● What you have to do
Could you copy out the records below from their first line through the line containing "[(150, 368)]", with that line included, adding -103 to every coordinate in the answers and leaving the sample coordinates in the other lines as they are?

● Provided entries
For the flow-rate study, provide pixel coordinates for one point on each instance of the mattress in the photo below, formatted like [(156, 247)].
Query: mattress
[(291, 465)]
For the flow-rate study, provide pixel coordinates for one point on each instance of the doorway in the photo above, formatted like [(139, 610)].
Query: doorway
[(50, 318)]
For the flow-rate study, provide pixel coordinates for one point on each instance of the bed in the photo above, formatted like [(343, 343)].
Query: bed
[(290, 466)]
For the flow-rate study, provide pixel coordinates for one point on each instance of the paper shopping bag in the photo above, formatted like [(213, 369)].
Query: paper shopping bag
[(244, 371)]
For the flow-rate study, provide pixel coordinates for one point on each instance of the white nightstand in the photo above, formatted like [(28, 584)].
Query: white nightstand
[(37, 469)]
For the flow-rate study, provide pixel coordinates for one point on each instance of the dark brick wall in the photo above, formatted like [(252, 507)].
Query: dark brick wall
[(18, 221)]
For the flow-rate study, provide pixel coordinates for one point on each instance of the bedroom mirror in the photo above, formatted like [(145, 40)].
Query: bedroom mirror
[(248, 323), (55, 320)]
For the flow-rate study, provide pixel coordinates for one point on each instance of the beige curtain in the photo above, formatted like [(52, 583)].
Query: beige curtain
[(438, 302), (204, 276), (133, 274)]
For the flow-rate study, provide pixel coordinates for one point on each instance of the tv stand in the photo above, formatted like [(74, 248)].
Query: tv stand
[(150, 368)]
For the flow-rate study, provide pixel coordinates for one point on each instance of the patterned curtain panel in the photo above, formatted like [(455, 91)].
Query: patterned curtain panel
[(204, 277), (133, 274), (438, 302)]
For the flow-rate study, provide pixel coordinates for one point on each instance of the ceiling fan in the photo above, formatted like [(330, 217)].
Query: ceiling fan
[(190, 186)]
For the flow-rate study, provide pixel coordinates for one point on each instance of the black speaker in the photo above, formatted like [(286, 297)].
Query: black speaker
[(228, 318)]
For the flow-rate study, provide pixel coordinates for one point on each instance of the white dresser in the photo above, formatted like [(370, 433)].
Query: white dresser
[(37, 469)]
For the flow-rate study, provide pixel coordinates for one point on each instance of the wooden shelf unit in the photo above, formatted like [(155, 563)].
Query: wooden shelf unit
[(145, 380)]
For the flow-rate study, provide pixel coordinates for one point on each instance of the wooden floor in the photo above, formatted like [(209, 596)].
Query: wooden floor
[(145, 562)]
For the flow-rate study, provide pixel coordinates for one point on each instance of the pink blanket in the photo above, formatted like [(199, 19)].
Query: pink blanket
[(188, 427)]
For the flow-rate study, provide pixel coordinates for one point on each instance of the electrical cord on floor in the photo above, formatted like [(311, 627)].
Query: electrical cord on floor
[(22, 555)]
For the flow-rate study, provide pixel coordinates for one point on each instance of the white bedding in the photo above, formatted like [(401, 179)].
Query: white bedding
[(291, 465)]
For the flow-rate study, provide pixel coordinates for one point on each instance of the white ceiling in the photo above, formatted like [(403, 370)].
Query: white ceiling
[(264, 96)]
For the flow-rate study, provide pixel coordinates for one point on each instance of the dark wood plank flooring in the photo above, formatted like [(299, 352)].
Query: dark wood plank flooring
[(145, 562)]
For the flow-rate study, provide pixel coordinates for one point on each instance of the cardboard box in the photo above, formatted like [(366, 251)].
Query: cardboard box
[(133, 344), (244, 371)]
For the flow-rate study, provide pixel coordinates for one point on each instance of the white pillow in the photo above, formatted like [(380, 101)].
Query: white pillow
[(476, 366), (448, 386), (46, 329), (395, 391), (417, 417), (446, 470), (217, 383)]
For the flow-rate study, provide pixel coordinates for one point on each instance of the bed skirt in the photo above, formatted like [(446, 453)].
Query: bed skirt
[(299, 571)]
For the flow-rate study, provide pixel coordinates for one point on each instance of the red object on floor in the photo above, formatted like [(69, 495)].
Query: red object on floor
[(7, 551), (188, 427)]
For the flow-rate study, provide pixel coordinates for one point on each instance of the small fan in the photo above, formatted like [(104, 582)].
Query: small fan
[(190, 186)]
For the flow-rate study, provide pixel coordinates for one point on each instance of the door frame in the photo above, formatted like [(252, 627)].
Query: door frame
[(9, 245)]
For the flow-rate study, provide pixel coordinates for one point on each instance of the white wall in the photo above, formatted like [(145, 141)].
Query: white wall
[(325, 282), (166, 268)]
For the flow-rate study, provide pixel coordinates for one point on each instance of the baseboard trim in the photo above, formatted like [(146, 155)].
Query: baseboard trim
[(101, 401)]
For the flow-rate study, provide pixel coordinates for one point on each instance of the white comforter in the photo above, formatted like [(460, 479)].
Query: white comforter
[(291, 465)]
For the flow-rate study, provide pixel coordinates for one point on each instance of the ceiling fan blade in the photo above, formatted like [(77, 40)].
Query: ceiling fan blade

● Exercise solution
For the flow-rate study, provide pixel coordinates for one point on each instance of the mattress in the photo below, formatted like [(156, 247)].
Query: mattress
[(188, 362)]
For the flow-rate study, provide pixel coordinates for one point on each instance of the doorway in the photo above, formatted like [(139, 610)].
Query: doorway
[(-53, 215)]
For the flow-rate study, provide pixel coordinates for one point on each instance of the bed in the photo above, formatted like [(343, 343)].
Query: bed
[(187, 363)]
For the flow-rate study, provide pixel coordinates for one point on each instance of the paper shopping bag in the photo above, formatted like [(213, 369)].
Query: paper shopping bag
[(141, 268)]
For the flow-rate study, provide pixel coordinates for one point on each instance of the white nightstand in the photo above, formatted like [(28, 584)].
Query: white nightstand
[(-66, 366)]
For the flow-rate study, provide pixel coordinates for one point on each instance of the dark brick wall in the photo above, formatted like [(252, 507)].
Query: dark brick wall
[(-85, 118)]
For the flow-rate study, provide pixel coordinates for one point on each instance of the bedroom mirror in the photo above, formatted like [(145, 40)].
Query: bedroom mirror
[(145, 220), (-48, 217)]
For the flow-rate study, provide pixel coordinates for one point on each instance of the beige curtain in the photo above, formatted like [(52, 583)].
Query: beige curtain
[(335, 199), (101, 173), (30, 171)]
For the flow-rate study, provide pixel coordinates for one point on each instance of the tv stand in the photo above, formatted like [(74, 248)].
Query: tv stand
[(47, 265)]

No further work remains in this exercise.